Task - The records below must be transcribed exactly. Do not include the pictures.

Object position labeling entries -
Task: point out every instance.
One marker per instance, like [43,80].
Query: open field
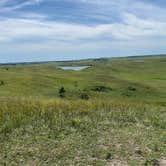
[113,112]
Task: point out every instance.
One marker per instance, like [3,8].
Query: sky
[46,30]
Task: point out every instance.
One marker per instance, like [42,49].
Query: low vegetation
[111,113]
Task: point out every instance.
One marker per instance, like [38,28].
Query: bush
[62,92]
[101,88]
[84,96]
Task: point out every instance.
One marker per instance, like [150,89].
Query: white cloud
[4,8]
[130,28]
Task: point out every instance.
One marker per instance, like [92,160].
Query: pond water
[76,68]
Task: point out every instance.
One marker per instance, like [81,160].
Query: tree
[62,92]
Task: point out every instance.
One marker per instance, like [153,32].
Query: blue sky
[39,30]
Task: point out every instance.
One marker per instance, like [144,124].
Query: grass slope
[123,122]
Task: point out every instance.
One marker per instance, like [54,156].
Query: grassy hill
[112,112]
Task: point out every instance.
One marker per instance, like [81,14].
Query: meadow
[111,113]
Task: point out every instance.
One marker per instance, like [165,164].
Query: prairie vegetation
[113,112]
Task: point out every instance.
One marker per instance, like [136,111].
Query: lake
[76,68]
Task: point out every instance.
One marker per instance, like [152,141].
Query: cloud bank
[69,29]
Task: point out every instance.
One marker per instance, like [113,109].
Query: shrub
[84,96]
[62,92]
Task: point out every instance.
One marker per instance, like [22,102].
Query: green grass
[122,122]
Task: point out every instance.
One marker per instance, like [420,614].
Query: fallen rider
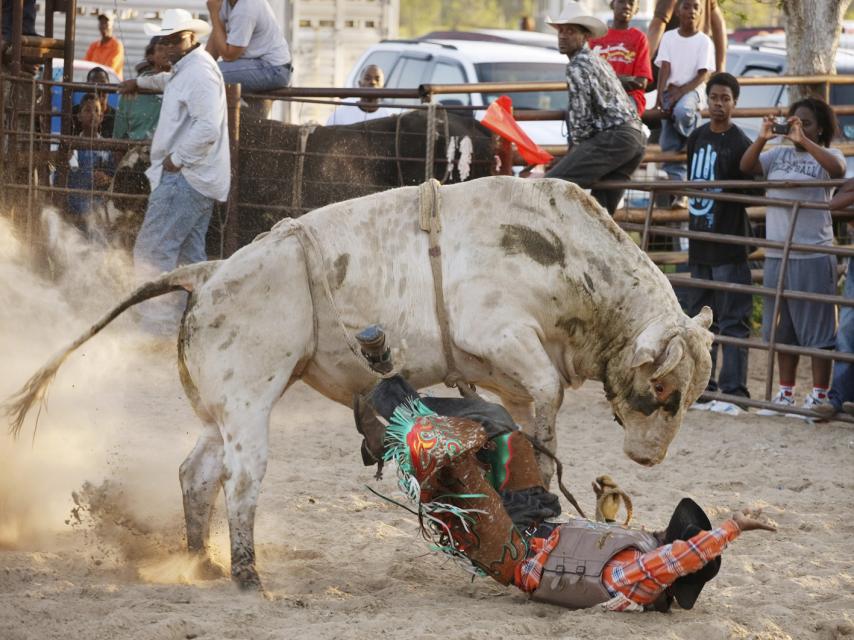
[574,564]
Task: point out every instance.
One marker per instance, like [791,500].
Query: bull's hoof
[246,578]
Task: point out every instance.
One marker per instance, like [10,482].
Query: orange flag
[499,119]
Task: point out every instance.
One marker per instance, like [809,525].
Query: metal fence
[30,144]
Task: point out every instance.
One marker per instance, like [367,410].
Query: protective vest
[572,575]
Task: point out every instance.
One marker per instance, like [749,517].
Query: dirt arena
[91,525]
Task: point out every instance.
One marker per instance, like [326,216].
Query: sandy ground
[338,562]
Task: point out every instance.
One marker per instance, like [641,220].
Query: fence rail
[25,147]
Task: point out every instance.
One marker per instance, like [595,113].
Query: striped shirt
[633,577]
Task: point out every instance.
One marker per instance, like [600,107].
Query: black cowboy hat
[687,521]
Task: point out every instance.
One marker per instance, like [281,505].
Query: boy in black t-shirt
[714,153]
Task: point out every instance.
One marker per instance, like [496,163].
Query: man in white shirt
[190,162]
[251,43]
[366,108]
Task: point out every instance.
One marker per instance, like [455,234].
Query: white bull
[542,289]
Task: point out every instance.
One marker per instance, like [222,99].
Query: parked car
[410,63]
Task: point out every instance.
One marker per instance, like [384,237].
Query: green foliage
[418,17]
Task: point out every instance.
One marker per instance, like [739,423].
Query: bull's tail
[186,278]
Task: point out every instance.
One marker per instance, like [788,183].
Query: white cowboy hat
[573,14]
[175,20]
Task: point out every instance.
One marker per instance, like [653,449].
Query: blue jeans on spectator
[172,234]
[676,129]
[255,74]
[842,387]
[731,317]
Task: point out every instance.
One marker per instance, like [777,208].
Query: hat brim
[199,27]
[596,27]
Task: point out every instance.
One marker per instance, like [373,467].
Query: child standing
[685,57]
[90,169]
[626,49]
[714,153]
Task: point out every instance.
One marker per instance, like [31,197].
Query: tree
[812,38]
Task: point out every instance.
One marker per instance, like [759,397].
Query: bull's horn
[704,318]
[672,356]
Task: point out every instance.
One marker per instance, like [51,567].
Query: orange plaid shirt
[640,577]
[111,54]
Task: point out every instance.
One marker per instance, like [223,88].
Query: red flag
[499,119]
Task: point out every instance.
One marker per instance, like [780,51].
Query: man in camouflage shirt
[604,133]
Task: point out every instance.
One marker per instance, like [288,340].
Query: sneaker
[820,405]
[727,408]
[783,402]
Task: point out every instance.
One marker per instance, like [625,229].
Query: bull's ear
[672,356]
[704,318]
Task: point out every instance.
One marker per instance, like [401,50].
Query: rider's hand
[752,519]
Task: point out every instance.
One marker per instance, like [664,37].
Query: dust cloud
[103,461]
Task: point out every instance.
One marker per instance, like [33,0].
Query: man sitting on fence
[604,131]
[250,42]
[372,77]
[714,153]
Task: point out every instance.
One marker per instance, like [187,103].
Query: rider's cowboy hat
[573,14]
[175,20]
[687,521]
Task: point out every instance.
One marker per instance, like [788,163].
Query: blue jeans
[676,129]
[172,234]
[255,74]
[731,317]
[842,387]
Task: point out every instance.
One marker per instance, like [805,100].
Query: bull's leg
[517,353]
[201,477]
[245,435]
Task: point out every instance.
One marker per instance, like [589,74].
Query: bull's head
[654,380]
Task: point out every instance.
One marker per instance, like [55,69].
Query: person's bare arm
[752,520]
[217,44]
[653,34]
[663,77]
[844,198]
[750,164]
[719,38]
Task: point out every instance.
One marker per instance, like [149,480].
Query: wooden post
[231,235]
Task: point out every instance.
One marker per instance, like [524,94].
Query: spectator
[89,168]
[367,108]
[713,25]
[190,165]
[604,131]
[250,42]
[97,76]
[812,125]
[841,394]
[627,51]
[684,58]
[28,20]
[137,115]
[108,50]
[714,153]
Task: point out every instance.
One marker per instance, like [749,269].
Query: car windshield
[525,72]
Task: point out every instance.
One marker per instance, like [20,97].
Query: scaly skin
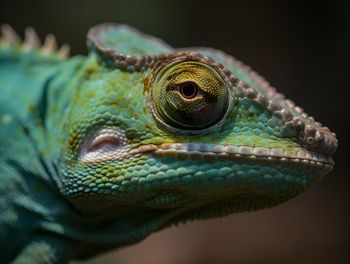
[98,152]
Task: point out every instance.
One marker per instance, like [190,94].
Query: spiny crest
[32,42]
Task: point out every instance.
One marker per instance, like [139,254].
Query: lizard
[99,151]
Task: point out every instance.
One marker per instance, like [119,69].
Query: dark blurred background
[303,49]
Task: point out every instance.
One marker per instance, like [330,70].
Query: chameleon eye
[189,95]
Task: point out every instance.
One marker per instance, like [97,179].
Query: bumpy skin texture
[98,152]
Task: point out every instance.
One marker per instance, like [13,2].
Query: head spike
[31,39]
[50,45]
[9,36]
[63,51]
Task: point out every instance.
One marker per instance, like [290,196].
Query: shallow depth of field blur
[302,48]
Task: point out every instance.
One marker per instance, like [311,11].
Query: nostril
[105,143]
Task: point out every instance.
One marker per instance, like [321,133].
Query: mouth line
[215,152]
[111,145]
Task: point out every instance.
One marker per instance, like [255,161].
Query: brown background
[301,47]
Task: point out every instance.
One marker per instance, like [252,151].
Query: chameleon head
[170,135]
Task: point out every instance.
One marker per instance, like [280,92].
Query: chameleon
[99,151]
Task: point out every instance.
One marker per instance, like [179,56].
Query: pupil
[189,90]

Full solution -
Task: point out every instance.
One marker per instance, like [43,80].
Query: open field
[113,112]
Task: point out every instance.
One marker per instance, like [3,8].
Query: sky
[46,30]
Task: point out every instance.
One marker per instance, like [42,49].
Query: low vegetation
[111,113]
Task: point out every instance.
One marker per instance, like [38,28].
Query: bush
[62,92]
[101,88]
[84,96]
Task: point out every instance.
One marker per instance, like [150,89].
Query: white cloud
[4,8]
[130,28]
Task: point out every instance.
One marker per instance, like [92,160].
Query: pond water
[76,68]
Task: point out every instance.
One marker per instance, like [81,160].
Query: tree
[62,92]
Task: point out every instance.
One marker per instance, like [153,32].
Query: blue sky
[39,30]
Task: point out every instance.
One marker per instance, like [144,124].
Query: grass slope
[123,122]
Task: point out every instance.
One marker per instance, like [54,156].
Query: grassy hill
[112,112]
Task: point out every instance.
One marker per instance, like [81,14].
Query: meadow
[111,113]
Task: point out every instance.
One marker per instance, like [165,164].
Query: prairie vegetation
[113,112]
Task: point out every instance.
One marker per instance, like [136,111].
Query: lake
[76,68]
Task: point out every instance.
One marker per instance, like [152,141].
Query: cloud bank
[69,29]
Task: point out every instance.
One marker per instance, like [113,109].
Query: shrub
[84,96]
[62,92]
Task: point out every instance.
One marker per instance, like [22,102].
Query: green grass
[122,122]
Task: point out every instance.
One marker per instance, like [420,614].
Query: fallen rider
[574,564]
Task: point out every instance.
One marker per instance, like [791,500].
Query: bull's hoof
[246,578]
Task: point out every instance.
One marker per instance, like [10,482].
Query: orange flag
[499,119]
Task: point out every instance.
One marker per instance, like [809,525].
Query: metal fence
[30,144]
Task: point out every instance.
One marker per instance, like [367,410].
Query: protective vest
[572,575]
Task: point out every instance.
One marker per instance, like [749,517].
Query: dirt arena
[91,525]
Task: point out every instance.
One marker per instance, like [326,216].
Query: sandy ground
[338,562]
Task: point out every instance.
One marker per instance, like [641,220].
Query: fence rail
[25,147]
Task: point out every instance.
One marker per instance, like [595,113].
Query: striped shirt
[633,577]
Task: point out every instance.
One marker per instance, like [600,107].
Query: black cowboy hat
[687,521]
Task: point out every instance.
One marker per instance, like [281,505].
Query: boy in black t-shirt
[714,153]
Task: point out every instance.
One marker per instance, like [496,163].
Query: man in white shirt
[190,162]
[251,43]
[366,108]
Task: point out every instance.
One marker per instance, like [455,234].
Query: white bull
[542,289]
Task: point out every instance.
One marker per instance, like [222,99].
Query: parked car
[410,63]
Task: point out every instance.
One marker per instance, like [384,237].
Query: green foliage
[418,17]
Task: point out every instance.
One marker per instance, like [739,423].
Query: bull's tail
[186,278]
Task: point out every instance.
One marker per instance, like [788,183].
Query: white cowboy hat
[573,14]
[175,20]
Task: point out every instance.
One marker per instance, like [653,449].
Query: blue jeans on spectator
[172,234]
[676,129]
[255,74]
[842,387]
[731,317]
Task: point out every instance.
One marker per instance, like [777,208].
Query: hat brim
[199,27]
[596,27]
Task: point out every instance.
One marker per instance, like [373,467].
Query: child standing
[685,57]
[90,169]
[626,49]
[714,153]
Task: point out every instance.
One marker per instance, like [31,197].
Query: tree
[812,38]
Task: point out every instance.
One marker per instance, like [759,397].
Query: bull's horn
[704,318]
[672,356]
Task: point out every instance.
One marker per instance, like [51,567].
Query: orange plaid shirt
[640,577]
[111,54]
Task: point out every instance.
One marker per instance, like [223,88].
Query: red flag
[499,119]
Task: point out every instance.
One marker per instance, like [780,51].
Query: man in camouflage shirt
[604,133]
Task: point out every instance.
One marker per instance, like [288,340].
Query: sneaker
[820,405]
[727,408]
[783,402]
Task: point out every instance.
One marker per instance, like [625,229].
Query: bull's ear
[672,356]
[704,318]
Task: point out every instance.
One marker per instance, like [401,50].
Query: rider's hand
[752,519]
Task: point out every instance.
One marker per instance, like [664,37].
Query: dust cloud
[103,461]
Task: point out every instance.
One marker per instance, like [33,0].
Query: man sitting on fence
[604,131]
[250,42]
[372,77]
[714,153]
Task: point out every instance.
One marker per instance, like [187,103].
Query: rider's cowboy hat
[573,14]
[175,20]
[687,521]
Task: point out every instance.
One marker per instance, like [788,163].
Query: blue jeans
[676,129]
[172,234]
[255,74]
[731,317]
[842,387]
Task: point out every instance.
One marker per instance, like [805,100].
Query: bull's leg
[517,353]
[201,477]
[245,435]
Task: point out every instance.
One marker per instance, like [589,74].
Query: bull's head
[654,380]
Task: point out every instance.
One marker per instance, like [55,69].
Query: person's bare arm
[752,520]
[217,44]
[653,34]
[663,77]
[844,198]
[750,164]
[719,38]
Task: point out every instance.
One marker per instance, like [149,480].
Query: wooden post
[231,235]
Task: point out every instance.
One marker per instance, like [524,94].
Query: spectator
[89,168]
[367,108]
[713,25]
[190,165]
[604,131]
[250,42]
[97,76]
[812,125]
[841,394]
[627,51]
[684,58]
[28,20]
[137,115]
[108,50]
[714,153]
Task: point out every instance.
One marker per instance, like [749,269].
Query: car windshield
[525,72]
Task: point out every instance.
One marker per instance, like [20,97].
Query: scaly skin
[98,152]
Task: point out every instance.
One marker per instance, like [190,94].
Query: spiny crest
[32,42]
Task: point out every instance.
One marker per instance, like [139,254].
Query: lizard
[99,151]
Task: point out every instance.
One marker per instance, like [119,69].
Query: dark blurred background
[303,49]
Task: point out every instance.
One marker per instance, like [330,70].
Query: chameleon eye
[189,95]
Task: point out every instance.
One marker per instance, like [97,179].
Query: bumpy skin texture
[98,152]
Task: point out every instance.
One marker per instance, like [13,2].
Query: head spike
[31,39]
[50,45]
[9,36]
[63,51]
Task: point out every instance.
One marker per instance, like [290,196].
Query: shallow depth of field blur
[302,48]
Task: point out every instance.
One marker per instance, like [311,11].
Query: nostril
[105,143]
Task: point out every instance.
One marker per instance, like [321,133].
Query: mouth line
[215,152]
[111,145]
Task: point out every instance.
One marker per instance, like [255,161].
Query: brown background
[301,47]
Task: point out every instance.
One marker per instance, like [252,151].
Query: chameleon head
[170,135]
Task: point out every instance.
One marker per instance, like [280,92].
Query: chameleon
[99,151]
Task: point out every instance.
One marker per instance, like [179,56].
Query: pupil
[189,90]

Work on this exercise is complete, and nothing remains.